Reproduce all of the data below word for word, keeping every line in its original order.
==== DATASET EXCERPTS ====
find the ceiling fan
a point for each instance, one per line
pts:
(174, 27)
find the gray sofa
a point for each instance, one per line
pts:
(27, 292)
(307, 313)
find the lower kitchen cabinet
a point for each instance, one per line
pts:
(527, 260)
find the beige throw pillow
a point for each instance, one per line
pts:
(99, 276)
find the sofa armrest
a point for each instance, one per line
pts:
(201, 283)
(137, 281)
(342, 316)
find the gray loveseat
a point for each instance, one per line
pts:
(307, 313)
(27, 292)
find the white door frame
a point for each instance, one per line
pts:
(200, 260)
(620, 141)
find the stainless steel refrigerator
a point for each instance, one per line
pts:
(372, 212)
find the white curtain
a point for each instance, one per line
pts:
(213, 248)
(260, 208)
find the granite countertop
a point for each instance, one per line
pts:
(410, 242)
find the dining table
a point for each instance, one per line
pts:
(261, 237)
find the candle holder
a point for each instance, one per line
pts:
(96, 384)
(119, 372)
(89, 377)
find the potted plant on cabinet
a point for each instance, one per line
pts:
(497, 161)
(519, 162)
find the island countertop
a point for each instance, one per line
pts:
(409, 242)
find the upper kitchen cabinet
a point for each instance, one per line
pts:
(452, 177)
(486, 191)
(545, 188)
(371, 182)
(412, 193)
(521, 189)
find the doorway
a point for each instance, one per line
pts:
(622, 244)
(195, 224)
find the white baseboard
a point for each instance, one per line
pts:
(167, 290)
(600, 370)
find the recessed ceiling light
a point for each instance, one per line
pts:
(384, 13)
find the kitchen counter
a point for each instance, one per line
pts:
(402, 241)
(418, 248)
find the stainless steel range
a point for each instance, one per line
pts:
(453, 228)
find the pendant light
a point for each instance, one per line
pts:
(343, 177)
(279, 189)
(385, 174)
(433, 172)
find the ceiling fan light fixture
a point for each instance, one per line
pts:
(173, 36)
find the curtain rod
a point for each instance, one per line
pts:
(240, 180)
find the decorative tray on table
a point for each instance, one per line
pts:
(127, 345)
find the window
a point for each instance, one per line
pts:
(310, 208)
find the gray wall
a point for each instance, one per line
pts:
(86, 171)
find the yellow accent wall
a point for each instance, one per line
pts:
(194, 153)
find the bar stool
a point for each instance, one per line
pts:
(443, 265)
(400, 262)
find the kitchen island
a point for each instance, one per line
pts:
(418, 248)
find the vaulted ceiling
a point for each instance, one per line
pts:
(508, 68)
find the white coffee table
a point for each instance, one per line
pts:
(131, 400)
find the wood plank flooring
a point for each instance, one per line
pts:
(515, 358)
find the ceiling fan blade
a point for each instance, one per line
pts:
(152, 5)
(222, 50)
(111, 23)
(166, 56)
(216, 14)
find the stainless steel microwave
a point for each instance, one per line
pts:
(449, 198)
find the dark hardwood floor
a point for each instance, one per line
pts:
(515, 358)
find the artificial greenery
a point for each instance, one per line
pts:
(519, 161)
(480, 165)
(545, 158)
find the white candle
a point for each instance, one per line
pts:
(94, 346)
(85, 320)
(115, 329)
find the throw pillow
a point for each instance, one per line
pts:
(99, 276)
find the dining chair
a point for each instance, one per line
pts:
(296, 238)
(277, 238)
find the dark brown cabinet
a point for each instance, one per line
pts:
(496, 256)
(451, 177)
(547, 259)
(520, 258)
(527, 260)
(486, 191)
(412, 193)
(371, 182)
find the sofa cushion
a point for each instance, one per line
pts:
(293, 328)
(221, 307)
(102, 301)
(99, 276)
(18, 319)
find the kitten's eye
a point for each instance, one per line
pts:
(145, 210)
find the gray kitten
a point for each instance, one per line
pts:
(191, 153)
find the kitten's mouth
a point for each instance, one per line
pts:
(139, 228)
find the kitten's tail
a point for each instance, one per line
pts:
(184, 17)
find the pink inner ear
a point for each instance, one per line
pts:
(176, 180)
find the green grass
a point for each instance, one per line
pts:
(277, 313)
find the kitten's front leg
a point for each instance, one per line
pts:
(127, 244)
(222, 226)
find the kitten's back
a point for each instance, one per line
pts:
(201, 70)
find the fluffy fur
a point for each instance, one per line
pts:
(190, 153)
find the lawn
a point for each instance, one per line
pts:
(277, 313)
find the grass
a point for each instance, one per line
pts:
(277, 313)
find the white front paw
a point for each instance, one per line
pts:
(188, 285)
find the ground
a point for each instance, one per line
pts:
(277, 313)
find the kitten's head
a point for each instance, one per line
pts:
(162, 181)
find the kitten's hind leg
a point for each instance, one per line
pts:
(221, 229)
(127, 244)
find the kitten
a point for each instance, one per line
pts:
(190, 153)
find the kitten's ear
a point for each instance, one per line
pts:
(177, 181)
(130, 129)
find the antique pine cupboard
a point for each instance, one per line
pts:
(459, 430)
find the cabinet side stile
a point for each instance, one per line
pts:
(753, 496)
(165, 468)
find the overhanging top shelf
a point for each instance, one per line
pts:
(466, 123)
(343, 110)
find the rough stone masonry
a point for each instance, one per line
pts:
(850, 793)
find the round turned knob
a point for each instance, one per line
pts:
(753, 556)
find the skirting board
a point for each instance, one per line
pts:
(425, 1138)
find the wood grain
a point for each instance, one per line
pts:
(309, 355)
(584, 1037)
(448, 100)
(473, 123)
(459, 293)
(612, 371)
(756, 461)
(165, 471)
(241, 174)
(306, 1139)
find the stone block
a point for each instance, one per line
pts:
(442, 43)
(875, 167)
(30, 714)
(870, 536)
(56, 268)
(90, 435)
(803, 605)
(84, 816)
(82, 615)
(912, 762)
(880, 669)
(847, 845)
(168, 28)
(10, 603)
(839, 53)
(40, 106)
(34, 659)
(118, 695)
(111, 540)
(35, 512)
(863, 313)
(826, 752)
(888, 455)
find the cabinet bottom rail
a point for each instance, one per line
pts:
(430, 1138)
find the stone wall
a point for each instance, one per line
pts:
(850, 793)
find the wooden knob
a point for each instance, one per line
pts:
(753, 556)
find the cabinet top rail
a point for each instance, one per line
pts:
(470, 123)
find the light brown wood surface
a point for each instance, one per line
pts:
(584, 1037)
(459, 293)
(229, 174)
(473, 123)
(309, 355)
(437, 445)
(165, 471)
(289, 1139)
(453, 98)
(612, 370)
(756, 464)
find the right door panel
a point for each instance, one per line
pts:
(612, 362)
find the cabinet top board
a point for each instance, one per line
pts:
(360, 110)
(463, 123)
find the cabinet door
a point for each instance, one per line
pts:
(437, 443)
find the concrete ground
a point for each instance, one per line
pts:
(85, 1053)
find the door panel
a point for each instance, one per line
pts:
====
* WORKED ANSWER *
find the ceiling fan
a point for each instance, one per line
pts:
(174, 27)
find the gray sofa
a point for each instance, one per line
pts:
(27, 292)
(307, 313)
find the lower kitchen cabinet
a point for each instance, one per line
pts:
(527, 260)
find the beige throw pillow
a point for each instance, one per line
pts:
(99, 276)
find the sofa armrest
a point for each instance, one per line
pts:
(201, 283)
(137, 281)
(342, 316)
find the gray loveseat
a point for each instance, one per line
pts:
(307, 313)
(27, 292)
find the white door frame
a point for each instance, one per line
pts:
(200, 260)
(620, 141)
find the stainless steel refrigerator
a point for each instance, one per line
pts:
(372, 212)
find the white curtain
a point for each instance, one per line
pts:
(213, 248)
(260, 208)
find the granite countertop
a point for each instance, one per line
pts:
(410, 242)
find the dining table
a point for each instance, one per line
pts:
(261, 237)
find the candle holder
a point for each instance, one per line
pts:
(96, 384)
(119, 372)
(89, 377)
find the potted plant on cabinet
a point for each instance, one per line
pts:
(497, 161)
(519, 162)
find the island countertop
a point for each instance, one per line
pts:
(409, 242)
find the upper kitchen cabinet
a point for each instance, one per line
pts:
(452, 177)
(486, 191)
(545, 188)
(371, 182)
(412, 193)
(521, 189)
find the doorway
a point for each instance, one per line
pts:
(622, 244)
(195, 224)
find the white baseboard
a point for each instance, one per line
pts:
(167, 290)
(600, 370)
find the recessed ceiling light
a point for each instance, one per line
pts:
(384, 13)
find the kitchen counter
a point for each instance, one per line
pts:
(402, 241)
(418, 248)
find the stainless steel range
a point for each instance, one per line
pts:
(453, 228)
find the pendant light
a point for each instance, one per line
pts:
(343, 177)
(279, 189)
(385, 174)
(433, 172)
find the ceiling fan light fixture
a point for each instance, one per line
pts:
(173, 36)
find the curtain rod
a point for each instance, one per line
pts:
(240, 180)
find the decorative tray on table
a point for each instance, one per line
pts:
(127, 345)
find the window
a point for each instance, one per line
pts:
(310, 208)
find the gray wall
a point for each instance, one per line
pts:
(86, 171)
find the yellow accent wall
a point for each instance, one per line
pts:
(194, 153)
find the bar stool
a point for each instance, one per line
pts:
(443, 265)
(400, 262)
find the kitchen island
a point for each instance, one per line
pts:
(418, 248)
find the vaulted ceiling
a point for each instance, one per line
pts:
(508, 68)
find the white coffee table
a point for each instance, one per line
pts:
(131, 400)
find the wood plank flooring
a point for each instance, one per line
pts:
(515, 358)
find the ceiling fan blade
a point for each instance, one per line
pts:
(152, 5)
(222, 50)
(111, 23)
(166, 56)
(216, 14)
find the stainless steel microwave
a point for each instance, one per line
pts:
(449, 198)
find the dark hardwood floor
a point for each instance, one per line
pts:
(515, 358)
find the artificial greenery
a point for each instance, one per line
pts:
(519, 161)
(480, 165)
(545, 158)
find the white candle
a point for each instance, one per line
pts:
(94, 346)
(85, 320)
(115, 329)
find the throw pillow
a point for each instance, one per line
pts:
(99, 276)
find the dining chair
a point for each instance, one per line
pts:
(296, 238)
(277, 238)
find the dark brown cabinet
a point for each instance, one per line
pts:
(496, 256)
(451, 177)
(547, 259)
(520, 258)
(527, 260)
(486, 191)
(412, 193)
(371, 182)
find the sofa cushion
a point for each instance, one per line
pts:
(293, 328)
(221, 307)
(102, 301)
(99, 276)
(18, 319)
find the kitten's eye
a point for each instance, one per line
pts:
(145, 210)
find the gray kitten
a point for each instance, one per line
pts:
(191, 153)
find the kitten's mouth
a point for each instance, one per line
pts:
(139, 228)
find the kitten's tail
a point for each instance, one per line
pts:
(184, 17)
find the pink inner ear
a point for each instance, one per line
pts:
(176, 180)
find the green grass
a point for each instance, one per line
pts:
(277, 313)
find the kitten's front leg
a point for each instance, one per line
pts:
(127, 244)
(222, 226)
find the kitten's back
a point for each instance, one per line
pts:
(201, 70)
find the fluffy fur
a point for each instance, one per line
pts:
(190, 153)
find the lawn
a point for each instance, one per line
pts:
(277, 313)
find the grass
a point for each instance, one per line
pts:
(277, 313)
find the white front paw
a point for each instance, one per line
pts:
(188, 285)
find the ground
a point for each instance, one per line
pts:
(277, 313)
find the kitten's head
a point for each instance, one per line
pts:
(162, 181)
find the kitten's hind leg
a point for each instance, one per line
pts:
(221, 229)
(127, 244)
find the kitten
a point for each instance, one per line
pts:
(190, 153)
find the kitten's ear
a point for each instance, one per line
pts:
(177, 181)
(130, 129)
find the antique pine cupboard
a point for each instance, one per line
pts:
(459, 430)
find the cabinet side stile
a point for each instance, one per line
pts:
(753, 496)
(165, 468)
find the overhanging top shelf
a point for each instance, one per line
pts:
(466, 123)
(343, 110)
find the rough stone masonry
a point for each instance, one per line
pts:
(850, 793)
find the round turned knob
a point for each instance, one per line
pts:
(753, 556)
find the skirting board
a point for each instance, one per line
pts:
(425, 1138)
find the wood grain
a point for each instance, one per line
pts:
(309, 355)
(584, 1037)
(448, 100)
(473, 123)
(459, 293)
(612, 371)
(756, 461)
(165, 471)
(241, 174)
(306, 1139)
find the stone block
a point for each instance, one per line
pts:
(442, 43)
(875, 167)
(30, 714)
(870, 536)
(56, 268)
(90, 435)
(803, 605)
(84, 816)
(82, 615)
(912, 762)
(880, 669)
(847, 845)
(168, 28)
(10, 603)
(839, 53)
(40, 106)
(34, 659)
(118, 695)
(111, 540)
(35, 512)
(863, 313)
(826, 752)
(888, 455)
find the cabinet bottom rail
a point for each instance, one per line
pts:
(430, 1138)
find the stone wall
a point for each instance, one per line
pts:
(850, 793)
find the wooden knob
a point for each instance, one per line
pts:
(753, 556)
find the cabinet top rail
a point for each instance, one per line
pts:
(470, 123)
find the light brown wood surface
a point for each instance, one per line
pts:
(584, 1037)
(459, 293)
(229, 174)
(473, 123)
(309, 355)
(437, 445)
(165, 471)
(289, 1139)
(453, 98)
(612, 370)
(756, 464)
find the right door panel
a point for each instance, one per line
pts:
(612, 362)
find the cabinet top board
a point for each instance, one per line
pts:
(360, 110)
(463, 123)
find the cabinet door
a point for each instance, one per line
pts:
(437, 443)
find the concrete ground
a point for each instance, one per line
pts:
(85, 1053)
find the door panel
a point for each instance, one per line
pts:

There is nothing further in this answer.